[Artikel]:
Rudi W. Berger ist tot: Sein letztes Werk ist die Dokumentation einer erstaunlichen Dramatik

Die Farbe Rot

Von Rüdiger Bernhardt

Rudi W. Berger

Berge blau und die Fahne rot

Schauspiele, Komödien und ein Fragment aus vier Jahrzehnten

Leipzig, Engelsdorfer Verlag 2018

287 S., 18 Euro

Am 18. Mai 2019 ist der Schriftsteller Rudi W. Berger gestorben. Fast bis zuletzt war er öffentlich tätig, bestaunt von vielen als ältester Poetry-Slammer Deutschlands, der sein Publikum zu begeistern wusste. Mit ihm ist ein entschiedener Sozialist von uns gegangen, der keine Gelegenheit ungenutzt ließ, um seine Vorstellungen von Gerechtigkeit und Menschlichkeit mit entschiedenem Nachdruck vorzustellen und zu verteidigen.

Wer Rudi W. Berger kannte, seine Romane, Erzählungen, Hörspiele oder Gedichte gelesen oder ihn gar selbst vortragend erlebte, bestaunte die sprachliche Kraft, die Leidenschaft und das soziale Engagement des Schriftstellers. Mehrfach wurden seine Dichtungen in der UZ vorgestellt: ein anregender Essayband am 27. Dezember 2013, anderes am 13. Juni 2014. Unermüdlich legte er Buch um Buch vor, oft mit der Symbolfarbe Rot ausgezeichnet, die er besonders liebte. Seinem letzten Buch gab er das Rot sogar im Titel mit: „Berge blau und die Fahne rot. Schauspiele, Komödien und ein Fragment aus vier Jahrzehnten“ (2018).

[Auszüge aus Daten zum Markieren von Punkten]
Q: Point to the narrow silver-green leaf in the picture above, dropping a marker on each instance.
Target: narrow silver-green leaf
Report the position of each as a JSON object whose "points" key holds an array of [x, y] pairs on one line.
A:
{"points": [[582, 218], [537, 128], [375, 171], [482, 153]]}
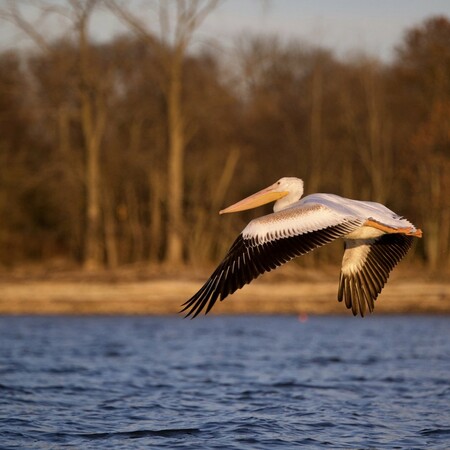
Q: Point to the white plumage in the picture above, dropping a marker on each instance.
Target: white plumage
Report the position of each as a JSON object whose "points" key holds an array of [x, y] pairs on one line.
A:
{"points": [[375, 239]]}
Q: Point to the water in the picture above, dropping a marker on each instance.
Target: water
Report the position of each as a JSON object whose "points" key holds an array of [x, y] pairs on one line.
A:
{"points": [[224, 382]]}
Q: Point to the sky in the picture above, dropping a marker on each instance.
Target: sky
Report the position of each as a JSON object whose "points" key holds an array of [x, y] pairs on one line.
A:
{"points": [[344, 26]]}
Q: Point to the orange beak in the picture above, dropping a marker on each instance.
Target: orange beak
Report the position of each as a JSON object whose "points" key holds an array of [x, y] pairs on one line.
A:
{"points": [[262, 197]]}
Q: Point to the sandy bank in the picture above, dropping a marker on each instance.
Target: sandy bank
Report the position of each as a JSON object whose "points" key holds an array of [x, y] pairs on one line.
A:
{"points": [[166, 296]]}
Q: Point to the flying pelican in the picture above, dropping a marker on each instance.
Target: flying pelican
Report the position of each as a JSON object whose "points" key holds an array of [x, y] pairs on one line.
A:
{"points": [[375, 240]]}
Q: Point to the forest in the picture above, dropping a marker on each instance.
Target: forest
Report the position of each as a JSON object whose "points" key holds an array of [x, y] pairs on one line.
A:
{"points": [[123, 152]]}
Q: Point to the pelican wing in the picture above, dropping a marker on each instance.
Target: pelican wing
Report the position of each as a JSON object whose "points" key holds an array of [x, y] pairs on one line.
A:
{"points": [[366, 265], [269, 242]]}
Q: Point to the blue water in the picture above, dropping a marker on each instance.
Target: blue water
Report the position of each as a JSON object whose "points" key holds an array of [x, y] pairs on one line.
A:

...

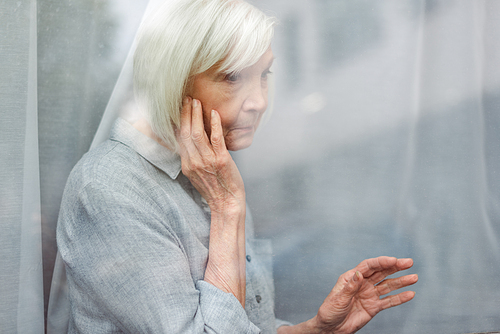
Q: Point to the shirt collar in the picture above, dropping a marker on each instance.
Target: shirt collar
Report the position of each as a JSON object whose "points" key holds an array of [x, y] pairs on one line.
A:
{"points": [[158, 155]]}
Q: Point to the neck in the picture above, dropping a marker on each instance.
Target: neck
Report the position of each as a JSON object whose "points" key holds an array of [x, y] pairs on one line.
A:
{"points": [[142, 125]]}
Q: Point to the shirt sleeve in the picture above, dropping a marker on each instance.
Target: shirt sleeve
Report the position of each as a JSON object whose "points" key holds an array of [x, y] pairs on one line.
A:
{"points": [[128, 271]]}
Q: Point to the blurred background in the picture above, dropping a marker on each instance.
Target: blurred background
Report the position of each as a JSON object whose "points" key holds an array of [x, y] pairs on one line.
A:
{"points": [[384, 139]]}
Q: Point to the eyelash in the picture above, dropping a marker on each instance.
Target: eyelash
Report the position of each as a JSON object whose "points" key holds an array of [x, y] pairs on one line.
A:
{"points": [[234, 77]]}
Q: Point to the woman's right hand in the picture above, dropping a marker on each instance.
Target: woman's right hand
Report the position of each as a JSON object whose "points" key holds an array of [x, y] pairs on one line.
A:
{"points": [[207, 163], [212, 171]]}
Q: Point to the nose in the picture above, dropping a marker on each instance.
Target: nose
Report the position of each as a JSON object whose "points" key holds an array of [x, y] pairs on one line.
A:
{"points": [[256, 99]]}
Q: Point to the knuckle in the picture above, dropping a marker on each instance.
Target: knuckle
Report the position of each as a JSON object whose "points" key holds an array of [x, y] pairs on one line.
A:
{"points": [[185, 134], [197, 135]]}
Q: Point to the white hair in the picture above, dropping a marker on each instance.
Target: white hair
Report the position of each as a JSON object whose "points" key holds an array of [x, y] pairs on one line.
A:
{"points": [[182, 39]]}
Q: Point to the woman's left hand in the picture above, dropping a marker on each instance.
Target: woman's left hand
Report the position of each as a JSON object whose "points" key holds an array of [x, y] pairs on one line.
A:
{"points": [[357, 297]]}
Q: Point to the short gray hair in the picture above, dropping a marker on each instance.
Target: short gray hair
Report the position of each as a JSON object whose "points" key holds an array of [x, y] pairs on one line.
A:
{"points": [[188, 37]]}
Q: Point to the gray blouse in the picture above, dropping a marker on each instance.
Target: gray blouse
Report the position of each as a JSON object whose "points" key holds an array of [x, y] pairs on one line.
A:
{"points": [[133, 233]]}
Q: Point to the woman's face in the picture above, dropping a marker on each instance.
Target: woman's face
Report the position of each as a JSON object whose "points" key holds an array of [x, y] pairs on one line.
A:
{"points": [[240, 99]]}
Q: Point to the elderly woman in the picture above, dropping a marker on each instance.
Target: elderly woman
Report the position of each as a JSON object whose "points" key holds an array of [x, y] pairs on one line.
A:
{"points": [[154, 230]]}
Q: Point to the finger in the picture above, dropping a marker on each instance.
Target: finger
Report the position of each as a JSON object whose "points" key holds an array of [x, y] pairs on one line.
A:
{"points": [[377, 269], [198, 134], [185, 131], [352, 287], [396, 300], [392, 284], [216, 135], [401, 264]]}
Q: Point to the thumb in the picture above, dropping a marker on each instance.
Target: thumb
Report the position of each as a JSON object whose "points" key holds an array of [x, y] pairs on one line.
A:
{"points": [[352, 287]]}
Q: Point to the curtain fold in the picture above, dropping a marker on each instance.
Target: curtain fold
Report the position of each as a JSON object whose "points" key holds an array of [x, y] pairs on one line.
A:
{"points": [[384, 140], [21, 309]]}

==

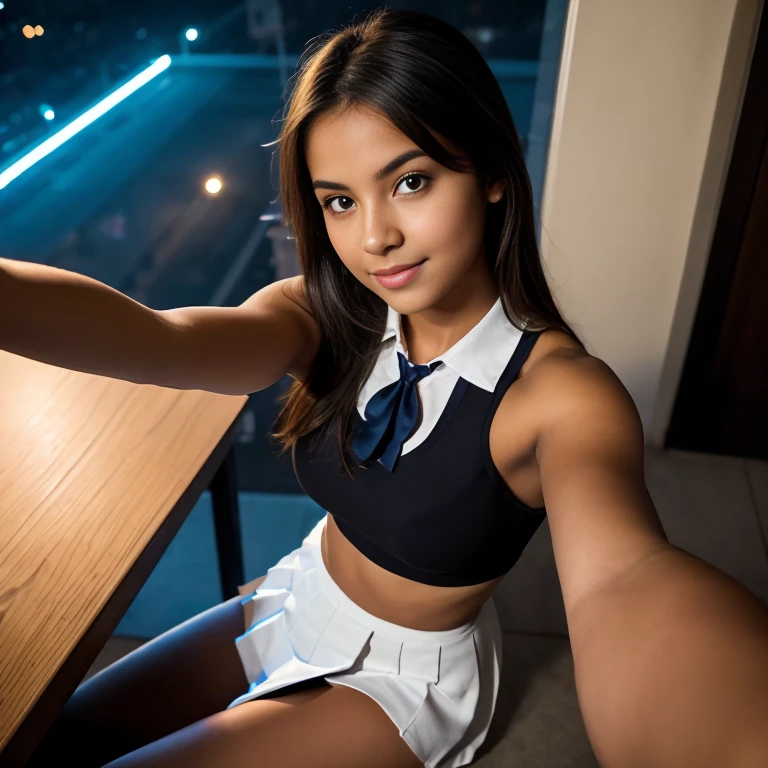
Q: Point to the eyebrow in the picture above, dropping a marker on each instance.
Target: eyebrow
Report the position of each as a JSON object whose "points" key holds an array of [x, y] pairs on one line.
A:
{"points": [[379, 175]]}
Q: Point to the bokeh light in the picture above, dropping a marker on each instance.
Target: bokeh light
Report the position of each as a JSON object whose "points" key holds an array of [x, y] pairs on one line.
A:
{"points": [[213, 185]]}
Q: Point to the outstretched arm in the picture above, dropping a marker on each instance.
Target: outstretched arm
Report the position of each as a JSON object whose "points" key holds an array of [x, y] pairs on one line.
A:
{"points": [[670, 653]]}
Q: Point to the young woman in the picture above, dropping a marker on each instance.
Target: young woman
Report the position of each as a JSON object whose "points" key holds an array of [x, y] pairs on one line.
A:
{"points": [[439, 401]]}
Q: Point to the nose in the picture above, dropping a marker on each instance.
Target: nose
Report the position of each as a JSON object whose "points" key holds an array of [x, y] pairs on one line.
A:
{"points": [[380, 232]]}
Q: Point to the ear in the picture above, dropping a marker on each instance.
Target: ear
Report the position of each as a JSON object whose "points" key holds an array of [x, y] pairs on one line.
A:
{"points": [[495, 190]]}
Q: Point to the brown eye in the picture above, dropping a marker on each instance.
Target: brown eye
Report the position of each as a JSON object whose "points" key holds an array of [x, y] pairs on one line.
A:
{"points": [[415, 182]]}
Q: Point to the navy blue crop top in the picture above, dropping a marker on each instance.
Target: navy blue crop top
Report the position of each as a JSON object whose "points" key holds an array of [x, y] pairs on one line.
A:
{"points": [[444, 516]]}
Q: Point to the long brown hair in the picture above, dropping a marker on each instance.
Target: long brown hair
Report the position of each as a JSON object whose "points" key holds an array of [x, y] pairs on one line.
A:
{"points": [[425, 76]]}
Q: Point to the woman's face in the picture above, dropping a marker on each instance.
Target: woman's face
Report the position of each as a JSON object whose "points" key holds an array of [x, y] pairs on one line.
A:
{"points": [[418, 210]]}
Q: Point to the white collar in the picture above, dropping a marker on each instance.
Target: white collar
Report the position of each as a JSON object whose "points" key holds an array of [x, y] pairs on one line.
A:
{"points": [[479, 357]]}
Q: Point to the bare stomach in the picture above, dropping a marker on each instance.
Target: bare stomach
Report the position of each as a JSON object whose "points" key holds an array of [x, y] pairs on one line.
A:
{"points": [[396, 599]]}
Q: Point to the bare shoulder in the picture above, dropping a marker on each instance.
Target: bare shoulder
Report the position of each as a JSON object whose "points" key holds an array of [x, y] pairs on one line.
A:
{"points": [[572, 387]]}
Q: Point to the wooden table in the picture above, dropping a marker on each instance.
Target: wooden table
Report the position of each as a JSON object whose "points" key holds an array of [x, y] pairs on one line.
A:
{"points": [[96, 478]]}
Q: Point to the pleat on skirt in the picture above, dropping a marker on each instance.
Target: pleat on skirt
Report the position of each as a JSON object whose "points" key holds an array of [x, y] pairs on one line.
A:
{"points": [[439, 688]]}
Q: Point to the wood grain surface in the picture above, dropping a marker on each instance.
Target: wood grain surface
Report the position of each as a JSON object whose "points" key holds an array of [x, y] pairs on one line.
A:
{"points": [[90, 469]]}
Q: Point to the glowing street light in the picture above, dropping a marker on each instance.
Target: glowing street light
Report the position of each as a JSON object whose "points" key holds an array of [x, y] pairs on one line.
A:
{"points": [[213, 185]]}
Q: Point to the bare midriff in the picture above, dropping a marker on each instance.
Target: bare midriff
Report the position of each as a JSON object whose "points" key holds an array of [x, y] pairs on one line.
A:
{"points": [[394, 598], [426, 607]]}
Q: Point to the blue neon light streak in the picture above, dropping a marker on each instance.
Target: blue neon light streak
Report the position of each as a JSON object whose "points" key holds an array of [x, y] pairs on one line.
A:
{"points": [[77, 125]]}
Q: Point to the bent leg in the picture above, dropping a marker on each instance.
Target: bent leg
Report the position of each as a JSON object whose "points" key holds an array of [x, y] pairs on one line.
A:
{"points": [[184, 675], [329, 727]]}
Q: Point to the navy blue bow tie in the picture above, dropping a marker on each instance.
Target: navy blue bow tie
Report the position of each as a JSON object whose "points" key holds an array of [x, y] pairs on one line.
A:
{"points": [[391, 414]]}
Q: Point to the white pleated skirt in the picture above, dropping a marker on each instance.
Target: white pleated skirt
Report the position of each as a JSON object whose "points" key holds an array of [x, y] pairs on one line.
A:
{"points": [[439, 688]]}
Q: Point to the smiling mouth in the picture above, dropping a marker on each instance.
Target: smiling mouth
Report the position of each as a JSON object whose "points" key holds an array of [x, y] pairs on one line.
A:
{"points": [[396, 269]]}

[Aufgabe]: Schreib den Artikel über Rudi W. Berger im gleichen Ton weiter, und zwar ab seinem letzten Satz.

[Antwort]:
Rudi W. Berger wurde am 3. Januar 1924 in Löhma bei Schleiz geboren. Er war in allen literarischen Gattungen zu Hause. Seine Texte waren immer spannend, manchmal erschütternd, seine Lyrik überraschte mit Erstaunlichem, so schrieb er eine sehr empfindsame, innige Liebeslyrik. Seine Essays provozierten oft. Kompromissbereitschaft war dem Autor fremd; man gab ihm nach 1989 kaum Anlass, sie entwickeln zu können. Seine Sicht auf sein Leben in verschiedenen Staaten war erregend. Den Weg aus der Kulturpolitik in die Literatur ist Berger konsequent gegangen: 1964/65 hatte er am Literaturinstitut „Johannes R. Becher“ in Leipzig studiert. Sein Seminarleiter war der Verfasser des heute legendären Romans „Rummelplatz“ Werner Bräunig. 1974 schrieb Berger sein erstes Bühnenstück „Das Wagnis“. Die Inszenierung wurde ein Erfolg. Nun ist ein Buch mit seiner Dramatik, aber auch mit aufschlussreichen Dokumenten zur gesellschaftlichen Rolle dieser Dramatik, sein letztes Buch geworden: die Dokumentation „Berge blau und die Fahne rot“, so der Titel eines der in dem Band enthaltenen Bühnenstücke. Sind die Bühnenstücke bereits wegen ihrer Unduldsamkeit, teils auch Schroffheit Zeitdokumente von Bedeutung und typisch für Bergers Schreiben, so ist das mitgelieferte Material über Entstehung, öffentliche Diskussionen und Inszenierungen von einmaligem Wert, weil es Einblicke in weithin unbekannte Prozesse verschafft. „Das Wagnis“ hat neben anderen Stücken seinen Platz in dem Band gefunden. Das aktuelle Thema galt der Automatisierung, hier in der Möbelherstellung, dadurch änderte sich die Arbeit grundsätzlich. Das war für die Menschen damals ebenso schwierig wie es heute der Umgang mit der Digitalisierung ist. Ungewöhnlich war, dass dieses Stück von Mitarbeitern des Deutschen Theaters (Berlin) betreut und vom Fernsehen der DDR ausgestattet und zu den 15. Arbeiterfestspielen inszeniert wurde.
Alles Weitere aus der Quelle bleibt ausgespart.